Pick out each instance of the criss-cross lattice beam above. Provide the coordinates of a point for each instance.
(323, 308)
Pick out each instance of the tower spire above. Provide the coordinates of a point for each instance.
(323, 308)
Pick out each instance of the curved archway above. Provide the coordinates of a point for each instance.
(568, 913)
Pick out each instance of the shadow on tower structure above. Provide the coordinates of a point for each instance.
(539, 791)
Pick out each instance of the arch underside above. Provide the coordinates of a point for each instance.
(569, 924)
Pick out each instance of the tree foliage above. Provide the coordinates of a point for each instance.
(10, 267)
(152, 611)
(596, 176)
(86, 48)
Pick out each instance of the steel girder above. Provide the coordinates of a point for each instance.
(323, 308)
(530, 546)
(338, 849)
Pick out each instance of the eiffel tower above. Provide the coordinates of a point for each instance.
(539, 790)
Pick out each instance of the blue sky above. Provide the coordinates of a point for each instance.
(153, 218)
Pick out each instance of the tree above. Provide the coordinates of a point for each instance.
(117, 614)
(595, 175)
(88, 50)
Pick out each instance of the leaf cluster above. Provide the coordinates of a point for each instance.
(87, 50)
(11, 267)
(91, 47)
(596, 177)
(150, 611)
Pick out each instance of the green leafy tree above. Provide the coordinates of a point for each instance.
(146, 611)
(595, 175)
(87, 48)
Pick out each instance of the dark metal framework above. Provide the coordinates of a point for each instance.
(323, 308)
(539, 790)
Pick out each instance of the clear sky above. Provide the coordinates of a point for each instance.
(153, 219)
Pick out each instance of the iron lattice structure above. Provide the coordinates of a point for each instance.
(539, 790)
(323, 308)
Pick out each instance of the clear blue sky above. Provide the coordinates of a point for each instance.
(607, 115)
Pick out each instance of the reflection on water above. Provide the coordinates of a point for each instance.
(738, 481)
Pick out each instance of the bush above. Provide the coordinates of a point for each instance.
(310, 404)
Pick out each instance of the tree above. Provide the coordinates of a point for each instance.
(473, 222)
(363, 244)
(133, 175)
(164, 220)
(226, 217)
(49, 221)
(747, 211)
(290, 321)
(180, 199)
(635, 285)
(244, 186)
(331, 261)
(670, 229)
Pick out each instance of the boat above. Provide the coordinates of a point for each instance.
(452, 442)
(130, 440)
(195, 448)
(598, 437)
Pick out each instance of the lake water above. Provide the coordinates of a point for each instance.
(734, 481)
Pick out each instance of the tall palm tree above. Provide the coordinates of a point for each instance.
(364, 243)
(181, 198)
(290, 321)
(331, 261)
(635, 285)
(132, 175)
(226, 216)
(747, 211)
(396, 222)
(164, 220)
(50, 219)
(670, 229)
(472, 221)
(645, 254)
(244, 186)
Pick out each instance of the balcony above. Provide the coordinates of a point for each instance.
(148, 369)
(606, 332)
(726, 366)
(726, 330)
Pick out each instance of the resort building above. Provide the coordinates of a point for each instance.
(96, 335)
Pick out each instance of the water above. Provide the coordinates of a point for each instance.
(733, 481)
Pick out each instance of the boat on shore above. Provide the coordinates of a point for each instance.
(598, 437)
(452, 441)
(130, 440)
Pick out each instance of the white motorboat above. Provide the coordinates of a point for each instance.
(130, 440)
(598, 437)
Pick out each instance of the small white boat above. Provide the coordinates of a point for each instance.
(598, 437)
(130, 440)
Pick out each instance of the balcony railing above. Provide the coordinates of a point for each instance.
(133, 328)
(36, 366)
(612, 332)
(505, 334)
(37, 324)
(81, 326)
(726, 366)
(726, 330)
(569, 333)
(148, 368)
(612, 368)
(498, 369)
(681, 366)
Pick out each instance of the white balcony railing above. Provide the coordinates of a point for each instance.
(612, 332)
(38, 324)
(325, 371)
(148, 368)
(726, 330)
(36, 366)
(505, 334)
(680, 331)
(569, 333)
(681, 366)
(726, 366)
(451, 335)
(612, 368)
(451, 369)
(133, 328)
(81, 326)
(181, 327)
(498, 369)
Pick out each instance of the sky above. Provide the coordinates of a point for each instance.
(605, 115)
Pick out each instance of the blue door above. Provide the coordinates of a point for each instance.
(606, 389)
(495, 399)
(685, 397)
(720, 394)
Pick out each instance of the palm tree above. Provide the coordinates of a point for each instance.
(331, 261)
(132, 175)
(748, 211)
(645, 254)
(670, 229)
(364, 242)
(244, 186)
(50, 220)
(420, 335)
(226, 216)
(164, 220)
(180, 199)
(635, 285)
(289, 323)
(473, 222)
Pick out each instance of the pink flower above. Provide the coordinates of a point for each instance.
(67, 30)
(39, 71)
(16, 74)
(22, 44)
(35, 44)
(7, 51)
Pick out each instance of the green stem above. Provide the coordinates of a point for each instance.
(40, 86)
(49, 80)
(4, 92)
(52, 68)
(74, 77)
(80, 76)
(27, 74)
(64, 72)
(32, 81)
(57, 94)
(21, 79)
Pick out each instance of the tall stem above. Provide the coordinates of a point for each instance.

● WHAT THE TASK ASKS: Could you return all of the entries exactly as they stand?

● RESPONSE TO THIS TASK:
Pick out each instance of the criss-cross lattice beam above. Provide the coordinates of a point for each instance.
(323, 308)
Pick out each instance of the tower spire above. Provide the coordinates of a point for each instance.
(323, 308)
Pick out each instance of the curved archway above. Provide the coordinates of a point for each instance.
(568, 913)
Pick out each instance of the shadow on tower structure above. Provide the coordinates of a point for each instance.
(539, 791)
Pick out each instance of the arch underside above. Provide the coordinates of a point for each instance.
(569, 924)
Pick out each instance of the tree foliage above. Provide the coordinates of a point for each instance.
(10, 267)
(152, 611)
(596, 176)
(86, 48)
Pick out each instance of the steel girder above. Provide the coordinates of a point for each instance.
(323, 308)
(530, 546)
(338, 849)
Pick out each instance of the eiffel tower above. Provide the coordinates of a point for each instance.
(539, 790)
Pick out each instance of the blue sky above. Provide the coordinates of a point for each instance.
(153, 218)
Pick out each instance of the tree above. Provide the coordinates of a point for each instance.
(117, 614)
(595, 175)
(88, 50)
Pick out each instance of the leaf cluster above. Provide the coordinates of a point for each instance.
(87, 50)
(11, 267)
(91, 47)
(596, 177)
(150, 611)
Pick out each instance of the green leafy tree above. Provide the coordinates of a point for each instance.
(146, 611)
(595, 175)
(87, 48)
Pick out each instance of the dark metal framework above. Provide the coordinates of a point for each instance.
(323, 308)
(539, 790)
Pick out each instance of the clear sky above. Provide the coordinates of a point for each instance.
(153, 219)
Pick out each instance of the iron lattice structure above. Provide the coordinates of a point for each instance.
(539, 790)
(323, 308)
Pick out each instance of the clear blue sky above. Provide the coordinates of a point for each instance.
(607, 115)
Pick out each instance of the reflection on water above. Provide the coordinates of a point for each instance.
(738, 481)
Pick out each instance of the bush above. Provide the coordinates of a point for each instance.
(310, 404)
Pick out each instance of the tree above. Provide the coordinates of a point for each instance.
(473, 222)
(363, 244)
(133, 175)
(164, 220)
(226, 217)
(49, 221)
(747, 211)
(290, 321)
(180, 199)
(635, 285)
(244, 186)
(331, 261)
(670, 229)
Pick out each instance of the boat above. Provide the coordinates of a point for each instance.
(452, 442)
(130, 440)
(195, 448)
(598, 437)
Pick out each instance of the lake water above. Provide the coordinates of a point for each instance.
(734, 481)
Pick out each instance of the tall palm tree above. Provide the coordinates of a point for each instance.
(364, 243)
(181, 198)
(290, 321)
(331, 261)
(635, 285)
(132, 175)
(226, 216)
(747, 211)
(396, 222)
(164, 220)
(50, 219)
(670, 229)
(472, 221)
(645, 254)
(244, 186)
Pick out each instance of the balcony above. Provide the coordinates of a point for each instance.
(148, 369)
(606, 332)
(726, 366)
(726, 330)
Pick out each instance of the resort building above. Provide the coordinates of a point for each instance.
(96, 335)
Pick out each instance of the water above. Provide the coordinates of a point for each instance.
(733, 481)
Pick out each instance of the boat on shore above. Provide the coordinates of a point for each instance.
(598, 437)
(452, 441)
(130, 440)
Pick out each instance of the white motorboat above. Provide the coordinates of a point for each instance.
(130, 440)
(598, 437)
Pick out each instance of the small white boat above. Provide the coordinates of a point for each instance.
(598, 437)
(130, 440)
Pick out each instance of the balcony railing above. Provide the coordinates of a point for each instance.
(133, 328)
(36, 366)
(612, 332)
(505, 334)
(37, 324)
(81, 326)
(726, 366)
(726, 330)
(569, 333)
(148, 368)
(612, 368)
(498, 369)
(681, 366)
Pick out each instance of the white balcony railing above. Provide the coordinates of a point for each instance.
(612, 332)
(38, 324)
(325, 371)
(148, 368)
(726, 330)
(36, 366)
(505, 334)
(680, 331)
(569, 333)
(681, 366)
(726, 366)
(451, 335)
(612, 368)
(451, 369)
(133, 328)
(81, 326)
(181, 327)
(498, 369)
Pick out each instance of the sky above. Provide the coordinates of a point for each instance.
(605, 115)
Pick out each instance of the blue door above. Provide the coordinates of a point for each instance.
(606, 389)
(495, 399)
(685, 397)
(720, 394)
Pick out each instance of the palm tree above. Provide the coordinates of a point for each instance.
(331, 261)
(132, 175)
(748, 211)
(645, 254)
(670, 229)
(364, 242)
(244, 186)
(50, 220)
(420, 335)
(226, 216)
(164, 220)
(180, 199)
(635, 285)
(289, 323)
(473, 222)
Pick out each instance of the pink flower above. Provide the coordinates of a point for each instance.
(67, 30)
(39, 71)
(16, 74)
(22, 44)
(35, 44)
(7, 51)
Pick out each instance of the green stem above. Provide the coordinates of a point for each instance.
(40, 86)
(49, 80)
(4, 92)
(52, 68)
(74, 77)
(80, 76)
(27, 74)
(64, 72)
(32, 81)
(57, 94)
(21, 79)
Pick out each instance of the tall stem above. Provide the coordinates of a point for each instance.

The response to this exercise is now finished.